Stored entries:
========================================
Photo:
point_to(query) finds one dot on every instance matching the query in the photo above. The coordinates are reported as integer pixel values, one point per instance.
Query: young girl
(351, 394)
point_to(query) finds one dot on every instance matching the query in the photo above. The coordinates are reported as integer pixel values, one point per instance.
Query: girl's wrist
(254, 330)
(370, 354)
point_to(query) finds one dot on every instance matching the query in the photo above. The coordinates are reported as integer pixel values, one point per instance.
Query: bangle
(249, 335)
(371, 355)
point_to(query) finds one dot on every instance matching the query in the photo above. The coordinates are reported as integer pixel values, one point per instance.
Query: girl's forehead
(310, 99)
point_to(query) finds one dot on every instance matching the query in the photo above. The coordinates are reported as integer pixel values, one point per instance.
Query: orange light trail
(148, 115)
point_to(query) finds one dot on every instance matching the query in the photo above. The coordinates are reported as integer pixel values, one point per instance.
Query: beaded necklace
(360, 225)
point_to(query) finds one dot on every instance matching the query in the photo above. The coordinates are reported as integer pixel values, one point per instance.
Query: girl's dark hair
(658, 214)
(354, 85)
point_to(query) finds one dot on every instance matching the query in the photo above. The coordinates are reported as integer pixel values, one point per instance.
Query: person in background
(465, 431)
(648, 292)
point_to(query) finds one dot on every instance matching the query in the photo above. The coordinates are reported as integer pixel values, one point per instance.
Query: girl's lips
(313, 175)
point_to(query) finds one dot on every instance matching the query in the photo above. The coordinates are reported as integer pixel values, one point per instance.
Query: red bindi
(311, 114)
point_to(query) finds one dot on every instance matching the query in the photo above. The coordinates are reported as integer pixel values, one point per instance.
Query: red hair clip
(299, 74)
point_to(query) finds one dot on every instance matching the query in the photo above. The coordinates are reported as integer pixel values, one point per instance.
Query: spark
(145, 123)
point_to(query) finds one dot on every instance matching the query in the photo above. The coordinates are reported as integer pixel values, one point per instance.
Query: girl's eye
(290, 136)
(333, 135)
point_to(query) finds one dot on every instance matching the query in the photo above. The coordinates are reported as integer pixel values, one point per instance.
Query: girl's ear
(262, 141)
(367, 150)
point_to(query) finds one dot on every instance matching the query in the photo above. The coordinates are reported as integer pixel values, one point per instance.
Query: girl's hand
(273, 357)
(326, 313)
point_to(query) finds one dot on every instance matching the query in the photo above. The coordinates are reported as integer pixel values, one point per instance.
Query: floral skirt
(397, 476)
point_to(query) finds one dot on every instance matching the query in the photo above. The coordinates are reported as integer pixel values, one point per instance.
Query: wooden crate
========================================
Work to complete:
Return the entries above exactly, each one complete.

Answer for the task:
Photo:
point_to(query) finds one dot on every instance matching the query in the photo above. The coordinates are reported as integer pixel values, one point per instance.
Query: young girl
(351, 394)
point_to(query) finds one dot on every instance matching the query in the photo above. The coordinates are reported as integer pixel values, one point per instance.
Query: girl's wrist
(254, 330)
(370, 354)
point_to(query) finds one dot on every instance matching the query in the photo above. The coordinates are reported as integer pixel values, one point per instance.
Query: bangle
(249, 335)
(371, 355)
point_to(query) finds one dot on every instance matching the query in the photo above. The coordinates are reported as integer pixel values, one point per instance.
Query: girl's forehead
(310, 99)
point_to(query) finds one dot on every instance matching the query in the photo above. The coordinates are reported as integer pixel values, one point per instance.
Query: orange light trail
(148, 115)
point_to(query) finds one dot on every instance matching the query in the photo above. The coordinates are reported as integer pixel values, one point per instance.
Query: beaded necklace
(360, 225)
point_to(query) finds one dot on every instance matching the query in the photo above. The coordinates are reported as integer pixel values, one point per instance.
Query: girl's dark hair
(658, 214)
(354, 85)
point_to(query) finds one dot on every instance matching the query in the photo above. The coordinates are reported as integer pixel values, one point per instance.
Query: person in background
(465, 431)
(648, 292)
point_to(query) finds one dot on every instance matching the query in the photo above. The coordinates are reported as integer pixel values, one point per instance.
Query: girl's lips
(313, 175)
point_to(query) finds one dot on every instance matching the query in the photo above. The coordinates are reported as integer pixel values, one point per instance.
Query: red bindi
(311, 114)
point_to(query) finds one dot on every instance matching the query in the photo above. The coordinates are reported as integer pixel values, one point per instance.
Query: red hair clip
(299, 74)
point_to(query) finds one dot on every instance matching the query in the photo above. The coordinates are reported as integer pixel values, one point per instance.
Query: spark
(145, 123)
point_to(query) finds one dot on every instance matching the query in the photo above. The coordinates are reported as integer pixel values, one point per instance.
Query: girl's eye
(290, 136)
(333, 135)
point_to(query) finds one dot on every instance matching the query in the photo above. The coordinates are reported as integer pixel values, one point per instance.
Query: girl's ear
(262, 141)
(367, 150)
point_to(query) finds one dot on every instance matching the query in the photo above. The coordinates are reported as integer pixel values, one point per instance.
Query: girl's hand
(273, 357)
(326, 313)
point_to(query) finds one dot on every instance matching the query in the photo above. The coordinates are reported as integer pixel values, one point per instance.
Query: floral skirt
(397, 476)
point_to(query) finds one dot on every instance matching the query in the photo above. The coordinates are reported as integer pixel values, one point per instance.
Query: wooden crate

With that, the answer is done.